Reproduce exactly the lines beginning with the line that contains "Target: cherry tomato half" and ending at the final line of the material below.
%%
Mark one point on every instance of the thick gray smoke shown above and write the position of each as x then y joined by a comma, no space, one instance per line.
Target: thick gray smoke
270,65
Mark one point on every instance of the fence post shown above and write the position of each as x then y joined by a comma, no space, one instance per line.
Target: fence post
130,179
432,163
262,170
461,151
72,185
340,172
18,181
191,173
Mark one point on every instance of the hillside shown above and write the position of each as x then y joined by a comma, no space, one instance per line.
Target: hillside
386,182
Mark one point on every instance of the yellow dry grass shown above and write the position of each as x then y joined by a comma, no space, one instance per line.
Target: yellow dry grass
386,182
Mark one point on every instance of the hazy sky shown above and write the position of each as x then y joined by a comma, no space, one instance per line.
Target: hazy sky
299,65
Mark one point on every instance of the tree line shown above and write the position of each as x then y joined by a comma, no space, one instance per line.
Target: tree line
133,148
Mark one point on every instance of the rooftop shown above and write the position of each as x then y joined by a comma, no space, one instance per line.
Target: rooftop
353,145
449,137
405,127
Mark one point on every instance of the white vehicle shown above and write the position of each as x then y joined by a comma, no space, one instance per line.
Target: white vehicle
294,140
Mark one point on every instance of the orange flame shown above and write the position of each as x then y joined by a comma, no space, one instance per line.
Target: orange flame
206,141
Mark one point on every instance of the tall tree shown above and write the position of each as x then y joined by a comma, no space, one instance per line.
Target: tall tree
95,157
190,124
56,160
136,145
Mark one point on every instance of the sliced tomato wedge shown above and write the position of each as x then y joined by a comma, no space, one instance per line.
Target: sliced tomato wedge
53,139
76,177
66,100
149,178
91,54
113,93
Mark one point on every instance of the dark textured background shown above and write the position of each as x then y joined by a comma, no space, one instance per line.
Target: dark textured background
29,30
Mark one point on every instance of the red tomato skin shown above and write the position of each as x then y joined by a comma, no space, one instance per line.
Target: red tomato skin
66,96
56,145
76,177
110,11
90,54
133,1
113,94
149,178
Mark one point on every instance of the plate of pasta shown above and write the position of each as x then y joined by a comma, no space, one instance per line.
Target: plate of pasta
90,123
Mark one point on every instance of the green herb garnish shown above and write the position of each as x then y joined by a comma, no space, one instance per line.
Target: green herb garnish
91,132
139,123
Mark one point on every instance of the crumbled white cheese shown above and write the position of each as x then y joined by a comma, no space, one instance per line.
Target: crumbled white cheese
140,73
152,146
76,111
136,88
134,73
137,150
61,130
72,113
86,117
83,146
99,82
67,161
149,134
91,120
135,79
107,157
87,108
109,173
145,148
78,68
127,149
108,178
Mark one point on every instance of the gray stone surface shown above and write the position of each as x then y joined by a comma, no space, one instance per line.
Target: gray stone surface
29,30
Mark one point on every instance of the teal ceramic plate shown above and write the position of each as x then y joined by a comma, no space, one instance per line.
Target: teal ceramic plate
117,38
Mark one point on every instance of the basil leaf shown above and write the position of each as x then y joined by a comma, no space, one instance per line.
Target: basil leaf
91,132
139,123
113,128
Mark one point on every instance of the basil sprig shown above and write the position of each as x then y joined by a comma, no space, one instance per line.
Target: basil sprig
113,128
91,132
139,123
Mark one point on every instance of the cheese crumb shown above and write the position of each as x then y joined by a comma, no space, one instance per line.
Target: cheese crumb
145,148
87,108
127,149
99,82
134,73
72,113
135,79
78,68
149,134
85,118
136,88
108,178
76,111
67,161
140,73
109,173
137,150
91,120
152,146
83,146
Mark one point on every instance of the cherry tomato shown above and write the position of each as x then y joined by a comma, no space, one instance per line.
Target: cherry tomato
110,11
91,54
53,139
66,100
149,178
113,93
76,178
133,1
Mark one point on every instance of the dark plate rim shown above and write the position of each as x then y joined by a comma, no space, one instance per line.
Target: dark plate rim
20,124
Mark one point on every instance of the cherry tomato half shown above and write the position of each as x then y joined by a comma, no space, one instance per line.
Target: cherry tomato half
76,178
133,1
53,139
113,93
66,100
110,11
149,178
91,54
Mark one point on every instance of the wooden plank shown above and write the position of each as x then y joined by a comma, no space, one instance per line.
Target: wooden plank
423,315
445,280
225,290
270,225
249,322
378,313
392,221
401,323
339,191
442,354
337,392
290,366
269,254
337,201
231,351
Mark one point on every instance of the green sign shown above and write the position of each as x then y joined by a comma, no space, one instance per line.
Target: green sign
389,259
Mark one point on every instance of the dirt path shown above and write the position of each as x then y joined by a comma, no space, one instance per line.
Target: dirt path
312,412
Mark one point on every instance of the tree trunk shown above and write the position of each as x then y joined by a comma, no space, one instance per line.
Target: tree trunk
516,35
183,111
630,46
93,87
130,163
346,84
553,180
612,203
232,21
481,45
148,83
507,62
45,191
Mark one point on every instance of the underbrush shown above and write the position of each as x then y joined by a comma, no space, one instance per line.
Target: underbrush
%%
TASK OUTPUT →
Target: cherry tomato half
76,178
133,1
53,139
113,93
66,100
110,11
149,178
91,54
Mark one point on every instance of the wooden plank shown above and write the position of each as x then y joined by a comma, no space, one instance per line.
Target: wooden plank
423,315
445,280
225,290
270,225
249,322
378,313
392,221
401,323
339,191
442,354
337,392
290,366
269,254
337,201
231,351
Mark one point on every instance of the green sign shown above and write the position of each as x then y joined by a comma, no space, one instance per line.
Target: green sign
389,259
Mark one point on every instance of the dirt path shown above and write the position of each as x then y joined by a comma, no space, one instance per line.
Target: dirt path
312,412
Mark one point on every instance of the tree trunk shown above and write the position of each as x then y joined by a comma, no space, one instance per line.
Target: tree trunk
516,35
183,111
630,46
93,87
130,163
346,84
553,180
612,203
232,21
481,45
148,83
507,62
45,191
Mark one point on every instance of the underbrush shown above and write the position of each as x then y joined by a comma, no space, one instance per line.
Target: underbrush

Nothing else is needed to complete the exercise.